◆ **GIVEN EXERCISE**
Please copy out, word for word, everything from the start of the records down to the line that contains "[114, 130, 251, 146]", including that line.

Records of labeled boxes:
------------
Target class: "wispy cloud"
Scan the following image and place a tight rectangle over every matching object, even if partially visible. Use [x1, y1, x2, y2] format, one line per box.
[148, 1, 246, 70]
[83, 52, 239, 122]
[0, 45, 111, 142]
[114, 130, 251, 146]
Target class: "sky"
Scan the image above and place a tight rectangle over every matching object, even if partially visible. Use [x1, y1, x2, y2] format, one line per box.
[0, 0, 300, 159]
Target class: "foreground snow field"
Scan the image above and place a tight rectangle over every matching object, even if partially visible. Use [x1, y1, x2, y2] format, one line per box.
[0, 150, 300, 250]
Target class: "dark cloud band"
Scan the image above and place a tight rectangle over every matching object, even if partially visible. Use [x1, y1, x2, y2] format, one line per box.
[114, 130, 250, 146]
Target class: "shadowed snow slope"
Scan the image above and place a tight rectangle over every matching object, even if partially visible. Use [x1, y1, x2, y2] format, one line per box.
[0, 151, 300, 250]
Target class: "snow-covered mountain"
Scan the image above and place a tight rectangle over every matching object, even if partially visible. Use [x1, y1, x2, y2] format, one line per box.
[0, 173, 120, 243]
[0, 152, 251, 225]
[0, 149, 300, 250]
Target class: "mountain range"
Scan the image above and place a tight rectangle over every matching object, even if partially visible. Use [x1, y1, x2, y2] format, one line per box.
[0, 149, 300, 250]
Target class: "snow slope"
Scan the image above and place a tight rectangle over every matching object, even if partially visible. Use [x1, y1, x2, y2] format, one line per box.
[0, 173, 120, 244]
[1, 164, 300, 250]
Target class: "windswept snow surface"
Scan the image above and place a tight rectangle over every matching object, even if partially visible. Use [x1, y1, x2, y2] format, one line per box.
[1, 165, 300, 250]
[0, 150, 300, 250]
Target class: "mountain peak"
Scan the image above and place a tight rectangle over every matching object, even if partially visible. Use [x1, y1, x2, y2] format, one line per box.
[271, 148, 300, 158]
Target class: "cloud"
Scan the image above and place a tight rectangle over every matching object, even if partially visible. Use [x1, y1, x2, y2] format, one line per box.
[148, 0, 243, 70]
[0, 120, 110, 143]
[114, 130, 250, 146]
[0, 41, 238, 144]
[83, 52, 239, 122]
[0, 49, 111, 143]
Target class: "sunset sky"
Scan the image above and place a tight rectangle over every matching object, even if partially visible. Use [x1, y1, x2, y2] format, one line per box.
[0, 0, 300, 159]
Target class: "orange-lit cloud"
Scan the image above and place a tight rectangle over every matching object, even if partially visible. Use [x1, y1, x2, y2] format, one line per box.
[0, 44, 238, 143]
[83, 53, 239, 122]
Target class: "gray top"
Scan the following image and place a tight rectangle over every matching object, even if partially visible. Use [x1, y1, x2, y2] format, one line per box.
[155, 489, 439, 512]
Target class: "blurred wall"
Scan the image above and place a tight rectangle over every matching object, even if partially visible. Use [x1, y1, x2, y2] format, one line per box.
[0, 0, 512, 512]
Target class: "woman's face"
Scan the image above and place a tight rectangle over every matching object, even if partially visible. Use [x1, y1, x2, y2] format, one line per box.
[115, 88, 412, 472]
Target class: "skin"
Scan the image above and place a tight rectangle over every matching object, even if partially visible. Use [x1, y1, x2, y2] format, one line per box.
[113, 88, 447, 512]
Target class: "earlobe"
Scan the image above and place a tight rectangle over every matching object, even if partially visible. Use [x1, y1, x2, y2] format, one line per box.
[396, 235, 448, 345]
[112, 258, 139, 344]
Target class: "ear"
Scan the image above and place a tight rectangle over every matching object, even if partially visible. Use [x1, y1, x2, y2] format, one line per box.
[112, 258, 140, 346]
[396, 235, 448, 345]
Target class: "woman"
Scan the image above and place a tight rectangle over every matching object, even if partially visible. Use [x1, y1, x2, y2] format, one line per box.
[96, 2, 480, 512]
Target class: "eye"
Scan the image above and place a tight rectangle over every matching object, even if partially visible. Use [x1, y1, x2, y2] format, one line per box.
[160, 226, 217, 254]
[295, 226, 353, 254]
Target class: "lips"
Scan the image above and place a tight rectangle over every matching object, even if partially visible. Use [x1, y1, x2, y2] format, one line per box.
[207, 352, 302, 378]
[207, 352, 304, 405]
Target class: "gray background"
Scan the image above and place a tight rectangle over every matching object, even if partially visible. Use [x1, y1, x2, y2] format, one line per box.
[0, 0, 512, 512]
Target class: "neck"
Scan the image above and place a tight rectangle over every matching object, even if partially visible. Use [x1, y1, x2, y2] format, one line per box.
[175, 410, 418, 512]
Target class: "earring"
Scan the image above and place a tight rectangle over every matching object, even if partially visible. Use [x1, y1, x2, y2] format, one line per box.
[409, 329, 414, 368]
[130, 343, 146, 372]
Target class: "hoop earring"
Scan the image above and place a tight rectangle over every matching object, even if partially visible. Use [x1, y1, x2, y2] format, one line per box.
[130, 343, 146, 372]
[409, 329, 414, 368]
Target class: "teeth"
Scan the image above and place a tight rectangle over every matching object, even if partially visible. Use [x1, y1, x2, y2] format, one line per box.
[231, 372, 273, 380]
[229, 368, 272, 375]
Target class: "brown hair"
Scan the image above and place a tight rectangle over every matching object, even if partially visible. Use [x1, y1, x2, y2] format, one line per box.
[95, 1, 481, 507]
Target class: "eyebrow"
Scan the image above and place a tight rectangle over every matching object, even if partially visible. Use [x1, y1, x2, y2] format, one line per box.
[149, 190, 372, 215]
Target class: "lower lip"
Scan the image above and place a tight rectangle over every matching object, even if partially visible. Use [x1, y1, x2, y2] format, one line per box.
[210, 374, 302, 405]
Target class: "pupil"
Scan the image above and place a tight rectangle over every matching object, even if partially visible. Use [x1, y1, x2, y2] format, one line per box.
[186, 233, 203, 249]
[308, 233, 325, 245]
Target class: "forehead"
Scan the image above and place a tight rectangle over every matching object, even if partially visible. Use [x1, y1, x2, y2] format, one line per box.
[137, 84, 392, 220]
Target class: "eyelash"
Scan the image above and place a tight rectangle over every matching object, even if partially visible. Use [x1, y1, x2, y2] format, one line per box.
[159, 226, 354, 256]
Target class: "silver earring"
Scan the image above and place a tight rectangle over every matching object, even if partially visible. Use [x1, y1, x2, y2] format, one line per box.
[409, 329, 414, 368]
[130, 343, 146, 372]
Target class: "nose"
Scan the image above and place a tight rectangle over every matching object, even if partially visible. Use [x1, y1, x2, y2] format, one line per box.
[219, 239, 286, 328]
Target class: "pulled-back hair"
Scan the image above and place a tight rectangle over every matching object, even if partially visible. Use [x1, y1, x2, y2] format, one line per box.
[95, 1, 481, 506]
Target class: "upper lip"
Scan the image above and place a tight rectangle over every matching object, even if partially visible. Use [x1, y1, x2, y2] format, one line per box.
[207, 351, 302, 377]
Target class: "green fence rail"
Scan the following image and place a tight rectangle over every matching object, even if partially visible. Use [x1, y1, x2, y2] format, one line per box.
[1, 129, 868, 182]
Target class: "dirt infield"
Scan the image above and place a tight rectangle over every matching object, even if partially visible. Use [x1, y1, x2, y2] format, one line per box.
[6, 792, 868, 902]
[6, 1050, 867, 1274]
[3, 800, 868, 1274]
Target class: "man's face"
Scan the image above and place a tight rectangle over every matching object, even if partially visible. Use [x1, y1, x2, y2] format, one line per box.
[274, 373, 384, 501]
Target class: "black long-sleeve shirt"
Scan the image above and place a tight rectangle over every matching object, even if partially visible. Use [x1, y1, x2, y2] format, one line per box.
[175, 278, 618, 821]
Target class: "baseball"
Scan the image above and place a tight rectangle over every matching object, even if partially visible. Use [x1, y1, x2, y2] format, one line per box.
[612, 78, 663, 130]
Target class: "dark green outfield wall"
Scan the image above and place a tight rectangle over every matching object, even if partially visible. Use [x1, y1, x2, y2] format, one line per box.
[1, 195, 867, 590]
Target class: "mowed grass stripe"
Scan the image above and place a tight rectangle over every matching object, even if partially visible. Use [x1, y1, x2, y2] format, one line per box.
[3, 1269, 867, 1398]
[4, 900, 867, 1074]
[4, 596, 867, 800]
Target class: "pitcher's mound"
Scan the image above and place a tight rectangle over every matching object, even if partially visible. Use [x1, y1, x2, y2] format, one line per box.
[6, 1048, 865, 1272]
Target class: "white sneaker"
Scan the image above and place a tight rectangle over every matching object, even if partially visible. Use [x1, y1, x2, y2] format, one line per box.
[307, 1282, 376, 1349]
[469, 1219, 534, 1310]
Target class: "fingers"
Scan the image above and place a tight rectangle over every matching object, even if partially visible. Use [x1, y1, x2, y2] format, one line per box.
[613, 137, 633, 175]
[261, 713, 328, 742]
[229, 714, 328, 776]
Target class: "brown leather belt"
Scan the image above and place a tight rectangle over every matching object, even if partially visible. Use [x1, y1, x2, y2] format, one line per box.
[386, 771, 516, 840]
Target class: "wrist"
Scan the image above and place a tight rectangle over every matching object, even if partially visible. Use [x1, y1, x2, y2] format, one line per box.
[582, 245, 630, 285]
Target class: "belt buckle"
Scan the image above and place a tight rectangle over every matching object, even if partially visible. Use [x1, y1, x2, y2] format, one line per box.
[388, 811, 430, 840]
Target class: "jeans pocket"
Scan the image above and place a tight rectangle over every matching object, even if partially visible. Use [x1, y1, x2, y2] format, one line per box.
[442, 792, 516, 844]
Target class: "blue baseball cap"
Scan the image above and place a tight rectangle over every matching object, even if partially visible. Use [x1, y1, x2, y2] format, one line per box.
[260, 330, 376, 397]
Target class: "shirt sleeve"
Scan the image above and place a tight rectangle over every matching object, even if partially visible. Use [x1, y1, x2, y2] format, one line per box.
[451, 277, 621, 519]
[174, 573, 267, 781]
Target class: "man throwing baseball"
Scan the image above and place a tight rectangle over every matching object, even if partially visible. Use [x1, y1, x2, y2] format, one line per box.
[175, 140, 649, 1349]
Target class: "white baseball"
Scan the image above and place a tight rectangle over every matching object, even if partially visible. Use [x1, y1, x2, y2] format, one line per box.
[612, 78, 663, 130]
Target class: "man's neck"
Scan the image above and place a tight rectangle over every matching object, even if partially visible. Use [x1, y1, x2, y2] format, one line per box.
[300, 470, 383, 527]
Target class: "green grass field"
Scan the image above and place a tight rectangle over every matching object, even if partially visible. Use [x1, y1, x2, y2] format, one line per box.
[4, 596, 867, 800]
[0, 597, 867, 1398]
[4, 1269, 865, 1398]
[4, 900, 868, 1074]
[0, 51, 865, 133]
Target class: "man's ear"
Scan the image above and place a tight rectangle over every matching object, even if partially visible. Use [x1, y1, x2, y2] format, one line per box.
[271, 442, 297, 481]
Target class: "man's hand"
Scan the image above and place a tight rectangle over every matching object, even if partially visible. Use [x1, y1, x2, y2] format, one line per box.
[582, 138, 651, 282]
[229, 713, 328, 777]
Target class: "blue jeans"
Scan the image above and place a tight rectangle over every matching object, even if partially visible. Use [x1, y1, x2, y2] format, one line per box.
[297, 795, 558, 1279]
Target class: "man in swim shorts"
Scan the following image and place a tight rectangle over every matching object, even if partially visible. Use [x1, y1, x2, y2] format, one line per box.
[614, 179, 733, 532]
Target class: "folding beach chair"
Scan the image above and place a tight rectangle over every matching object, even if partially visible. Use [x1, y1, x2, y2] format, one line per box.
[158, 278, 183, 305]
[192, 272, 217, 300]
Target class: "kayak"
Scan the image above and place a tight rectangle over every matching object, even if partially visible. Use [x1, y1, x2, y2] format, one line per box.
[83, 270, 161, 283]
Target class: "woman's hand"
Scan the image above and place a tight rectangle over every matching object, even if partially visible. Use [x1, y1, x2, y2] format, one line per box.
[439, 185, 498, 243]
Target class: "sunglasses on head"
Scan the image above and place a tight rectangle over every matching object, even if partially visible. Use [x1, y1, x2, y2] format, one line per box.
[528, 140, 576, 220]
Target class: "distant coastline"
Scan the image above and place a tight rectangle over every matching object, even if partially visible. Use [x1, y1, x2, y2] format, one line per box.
------------
◆ **EXPECTED OUTPUT**
Target class: "wispy cloud"
Scan the following image and place a tight rectangle over every matching object, even if partially visible. Use [x1, y1, x2, y2] format, one line per box.
[148, 1, 246, 70]
[83, 52, 239, 122]
[0, 45, 111, 142]
[114, 130, 251, 146]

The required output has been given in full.